● Data:
--- Begin ---
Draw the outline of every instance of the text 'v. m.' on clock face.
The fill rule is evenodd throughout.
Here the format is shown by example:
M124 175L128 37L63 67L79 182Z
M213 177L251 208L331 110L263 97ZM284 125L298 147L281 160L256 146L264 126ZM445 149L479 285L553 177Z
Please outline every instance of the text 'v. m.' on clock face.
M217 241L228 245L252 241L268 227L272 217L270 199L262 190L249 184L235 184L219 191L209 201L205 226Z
--- End ---
● Set task: Render the entries above as a numbered list, leaving out any blank lines.

● Exercise output:
1. Draw the outline of every instance of the text 'v. m.' on clock face.
2. The fill rule is evenodd throughout.
3. Here the format is shown by example:
4. M124 175L128 37L63 67L79 182Z
5. M213 177L251 208L331 110L263 97ZM284 125L298 147L281 160L256 146L264 126ZM445 149L479 285L553 177Z
6. Please outline every instance of the text 'v. m.' on clock face.
7. M217 241L228 245L252 241L268 227L272 217L270 199L262 190L249 184L235 184L219 191L209 201L205 226Z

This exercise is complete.